- **TASK DESCRIPTION**
Reproduce the line that contains "For each instance of the framed picture, the" and every line after it through the end of the records, exactly, with nothing added.

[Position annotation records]

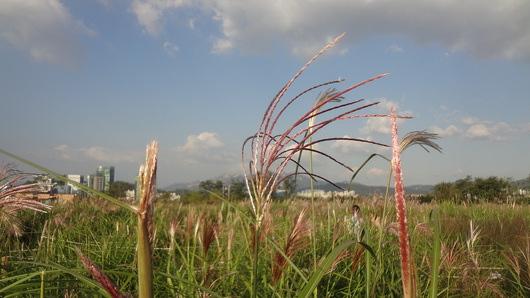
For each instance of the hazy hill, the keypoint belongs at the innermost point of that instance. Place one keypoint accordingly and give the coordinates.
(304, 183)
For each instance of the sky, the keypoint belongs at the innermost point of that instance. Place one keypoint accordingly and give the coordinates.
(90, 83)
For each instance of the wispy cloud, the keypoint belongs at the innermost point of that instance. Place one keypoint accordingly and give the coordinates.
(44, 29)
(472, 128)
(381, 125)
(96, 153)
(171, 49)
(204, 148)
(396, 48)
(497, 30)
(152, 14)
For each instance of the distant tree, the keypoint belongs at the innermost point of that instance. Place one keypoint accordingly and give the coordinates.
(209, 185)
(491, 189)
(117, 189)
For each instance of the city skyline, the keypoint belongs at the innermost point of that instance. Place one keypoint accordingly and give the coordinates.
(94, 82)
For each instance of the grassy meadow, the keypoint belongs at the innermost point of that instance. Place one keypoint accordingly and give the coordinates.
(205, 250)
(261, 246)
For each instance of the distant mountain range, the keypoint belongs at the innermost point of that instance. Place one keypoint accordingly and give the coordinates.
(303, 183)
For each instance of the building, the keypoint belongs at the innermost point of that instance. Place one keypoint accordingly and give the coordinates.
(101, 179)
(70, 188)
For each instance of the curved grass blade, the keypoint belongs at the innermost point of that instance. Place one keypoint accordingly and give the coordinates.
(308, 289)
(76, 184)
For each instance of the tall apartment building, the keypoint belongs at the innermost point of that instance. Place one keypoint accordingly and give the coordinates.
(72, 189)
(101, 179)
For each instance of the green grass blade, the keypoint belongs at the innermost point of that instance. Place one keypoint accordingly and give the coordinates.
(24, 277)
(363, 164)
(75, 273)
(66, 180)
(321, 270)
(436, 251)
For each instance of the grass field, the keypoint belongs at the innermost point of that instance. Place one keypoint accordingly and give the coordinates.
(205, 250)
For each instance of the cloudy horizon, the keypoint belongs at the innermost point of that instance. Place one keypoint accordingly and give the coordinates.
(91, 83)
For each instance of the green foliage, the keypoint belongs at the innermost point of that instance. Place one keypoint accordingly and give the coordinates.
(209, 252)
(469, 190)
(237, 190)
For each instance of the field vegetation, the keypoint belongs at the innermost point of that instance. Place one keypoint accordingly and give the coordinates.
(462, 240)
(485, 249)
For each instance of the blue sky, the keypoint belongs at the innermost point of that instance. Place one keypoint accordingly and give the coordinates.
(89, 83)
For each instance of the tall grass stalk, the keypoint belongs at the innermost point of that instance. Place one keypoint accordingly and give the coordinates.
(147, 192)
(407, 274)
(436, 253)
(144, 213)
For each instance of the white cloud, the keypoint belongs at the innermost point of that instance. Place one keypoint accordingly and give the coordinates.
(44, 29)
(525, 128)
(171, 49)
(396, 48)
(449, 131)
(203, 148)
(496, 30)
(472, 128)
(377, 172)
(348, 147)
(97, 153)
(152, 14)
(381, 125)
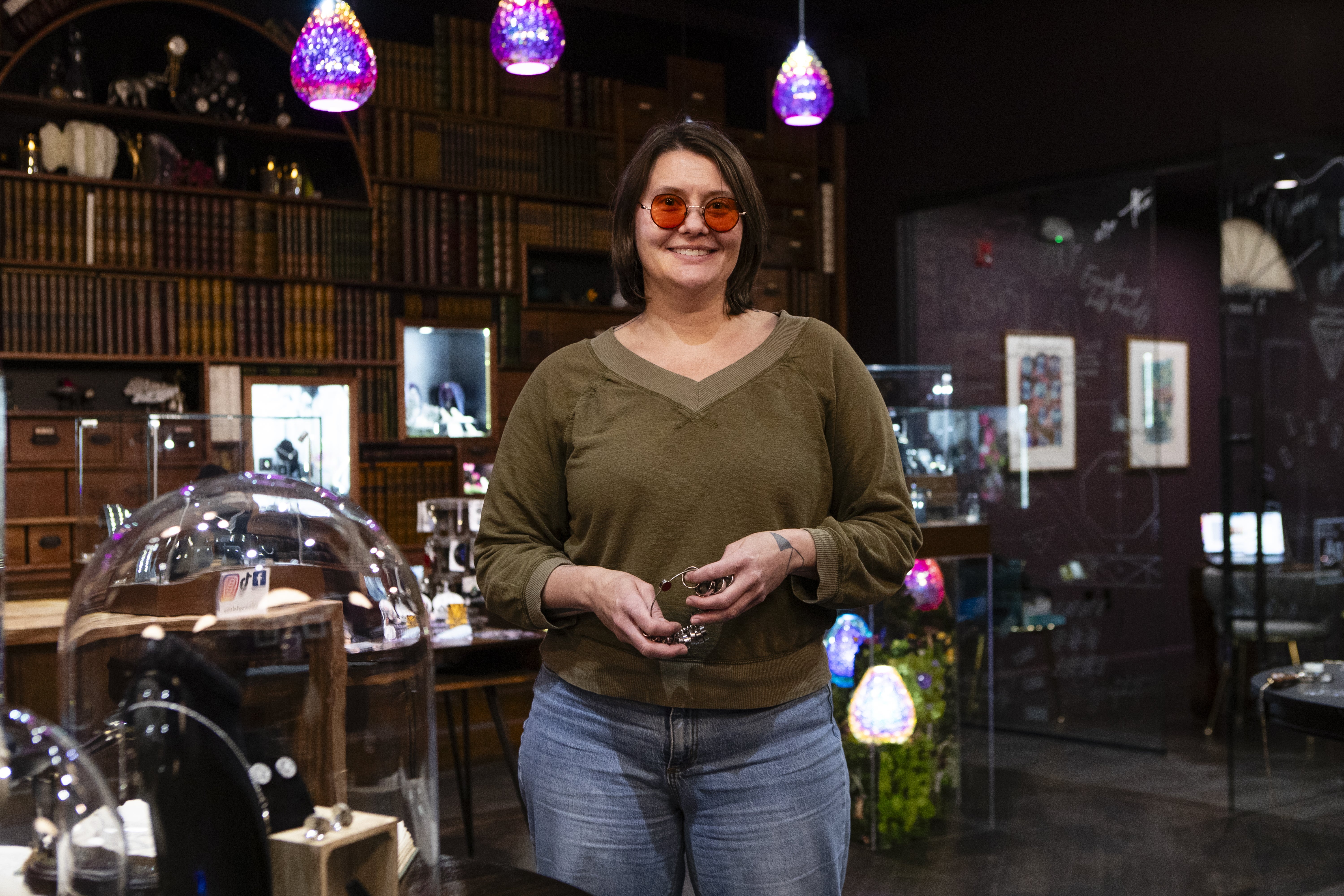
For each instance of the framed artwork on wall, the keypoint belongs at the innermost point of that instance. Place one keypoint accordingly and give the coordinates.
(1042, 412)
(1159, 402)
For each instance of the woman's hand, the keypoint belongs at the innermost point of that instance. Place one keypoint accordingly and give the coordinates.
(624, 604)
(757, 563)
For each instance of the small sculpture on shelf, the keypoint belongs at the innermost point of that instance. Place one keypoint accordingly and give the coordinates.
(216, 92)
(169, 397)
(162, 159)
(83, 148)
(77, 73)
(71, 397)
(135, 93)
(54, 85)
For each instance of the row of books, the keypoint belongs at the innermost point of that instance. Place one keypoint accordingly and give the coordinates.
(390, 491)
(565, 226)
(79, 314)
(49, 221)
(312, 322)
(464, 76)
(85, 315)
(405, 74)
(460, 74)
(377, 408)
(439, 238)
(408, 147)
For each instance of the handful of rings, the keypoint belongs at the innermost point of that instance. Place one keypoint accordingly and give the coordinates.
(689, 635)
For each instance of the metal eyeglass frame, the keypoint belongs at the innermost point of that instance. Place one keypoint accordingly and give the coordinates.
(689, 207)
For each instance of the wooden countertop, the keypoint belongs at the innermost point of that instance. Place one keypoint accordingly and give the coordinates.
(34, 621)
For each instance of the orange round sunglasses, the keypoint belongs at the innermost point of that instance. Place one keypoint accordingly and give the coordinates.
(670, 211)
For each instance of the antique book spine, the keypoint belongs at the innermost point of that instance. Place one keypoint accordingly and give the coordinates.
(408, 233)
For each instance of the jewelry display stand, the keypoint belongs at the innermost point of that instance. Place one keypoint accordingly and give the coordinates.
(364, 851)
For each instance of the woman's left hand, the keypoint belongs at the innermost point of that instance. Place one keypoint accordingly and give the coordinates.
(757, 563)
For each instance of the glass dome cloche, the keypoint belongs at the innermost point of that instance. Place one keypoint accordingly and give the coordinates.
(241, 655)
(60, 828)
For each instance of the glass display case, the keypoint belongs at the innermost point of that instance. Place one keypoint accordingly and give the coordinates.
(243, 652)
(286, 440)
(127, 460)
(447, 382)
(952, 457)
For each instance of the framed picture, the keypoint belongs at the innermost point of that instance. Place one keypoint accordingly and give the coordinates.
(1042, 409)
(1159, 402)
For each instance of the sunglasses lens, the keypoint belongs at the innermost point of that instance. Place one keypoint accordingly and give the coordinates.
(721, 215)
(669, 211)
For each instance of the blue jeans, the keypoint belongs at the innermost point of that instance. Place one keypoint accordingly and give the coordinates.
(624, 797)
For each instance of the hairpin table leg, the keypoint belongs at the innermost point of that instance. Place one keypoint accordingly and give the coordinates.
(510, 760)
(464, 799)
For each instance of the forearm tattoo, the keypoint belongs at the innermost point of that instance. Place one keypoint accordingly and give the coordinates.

- **RESULT BELOW**
For each instance of the framed picture, the keypoint belongs at the innermost point of that instance. Place one keypoint accordingly and give the coordinates.
(1042, 409)
(1159, 402)
For each instance of the sunglasses lens, the keypoint belongs at the innermost point of that instance. Place one keypoint accordingly and give the coordinates.
(721, 215)
(669, 211)
For each instance of the blue jeans, the keypoint belongs at the innermost point of that instance. Place one keypoint accordingly and give the coordinates.
(624, 797)
For each instance of the hairpin table leg, the keypoint belongs at the innermost point of that instance. Place one keypoint accordingly and give the coordinates.
(510, 760)
(464, 799)
For each instance of the forearm tattoo, the keypoint belongs at the innermost point of that instance. Place one keypoint accordingly and give the coordinates.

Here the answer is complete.